■ What you have to do: Could you print exactly the lines of the listing below, starting at the line that has "Target: green artificial turf" and ending at the line that has "[[262, 624], [70, 840], [709, 580]]", and only those lines?

■ Data shown:
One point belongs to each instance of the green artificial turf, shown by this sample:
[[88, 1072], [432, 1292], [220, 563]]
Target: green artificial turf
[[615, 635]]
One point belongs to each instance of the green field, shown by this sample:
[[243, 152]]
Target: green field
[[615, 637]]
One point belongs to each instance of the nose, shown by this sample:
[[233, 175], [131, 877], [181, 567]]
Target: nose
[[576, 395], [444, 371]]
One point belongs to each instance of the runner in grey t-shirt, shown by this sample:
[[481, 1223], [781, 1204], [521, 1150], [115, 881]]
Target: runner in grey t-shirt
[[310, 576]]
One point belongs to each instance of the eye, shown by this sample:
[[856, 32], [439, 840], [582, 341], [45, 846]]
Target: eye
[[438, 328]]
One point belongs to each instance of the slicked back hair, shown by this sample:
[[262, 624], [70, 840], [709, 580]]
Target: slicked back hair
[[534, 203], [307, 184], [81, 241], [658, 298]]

==

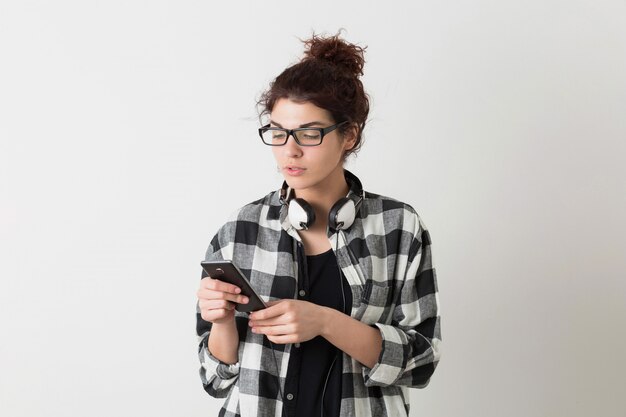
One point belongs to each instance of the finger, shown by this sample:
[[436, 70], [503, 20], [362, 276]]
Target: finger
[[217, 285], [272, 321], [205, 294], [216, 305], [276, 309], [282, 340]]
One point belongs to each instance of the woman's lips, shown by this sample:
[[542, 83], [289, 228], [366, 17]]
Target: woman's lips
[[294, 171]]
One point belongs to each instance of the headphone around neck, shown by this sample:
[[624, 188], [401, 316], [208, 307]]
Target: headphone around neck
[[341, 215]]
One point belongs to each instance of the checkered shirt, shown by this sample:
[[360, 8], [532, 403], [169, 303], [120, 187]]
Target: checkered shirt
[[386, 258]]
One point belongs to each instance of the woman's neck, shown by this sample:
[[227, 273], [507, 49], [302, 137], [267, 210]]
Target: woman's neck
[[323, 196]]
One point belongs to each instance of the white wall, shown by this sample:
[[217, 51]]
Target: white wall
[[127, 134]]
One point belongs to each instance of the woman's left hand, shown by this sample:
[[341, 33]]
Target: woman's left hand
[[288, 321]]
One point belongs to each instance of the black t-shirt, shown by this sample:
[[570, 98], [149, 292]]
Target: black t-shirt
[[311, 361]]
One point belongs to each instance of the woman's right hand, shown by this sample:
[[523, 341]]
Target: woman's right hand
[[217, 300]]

==

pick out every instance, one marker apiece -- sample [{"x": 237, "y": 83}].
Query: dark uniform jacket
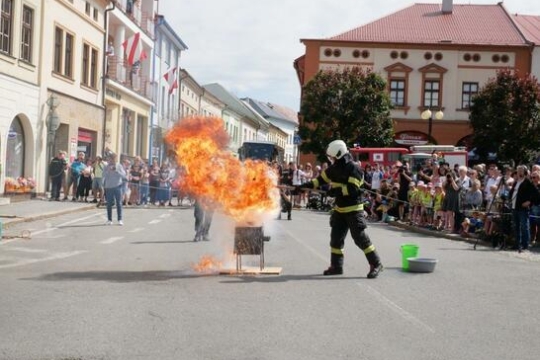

■ Answer box:
Target: green artificial turf
[[615, 635]]
One point belongs to each instance of the green field, shown by this sample:
[[243, 152]]
Target: green field
[[615, 637]]
One point belongs to each instance of the nose, shown by this sample:
[[233, 175], [131, 877], [181, 567]]
Target: nose
[[576, 395], [444, 371]]
One point belongs to each instance of the runner in grey t-shirt, shown by this sample:
[[481, 1223], [781, 1204], [521, 1150], [115, 881]]
Target: runner in grey t-shirt
[[310, 576]]
One point belongs to each instance of the eye, shown by this sample:
[[856, 32], [439, 840], [582, 341], [45, 846]]
Target: eye
[[438, 328]]
One point belongs to each instance of the slicked back hair, shown by this sample:
[[262, 624], [70, 840], [709, 580]]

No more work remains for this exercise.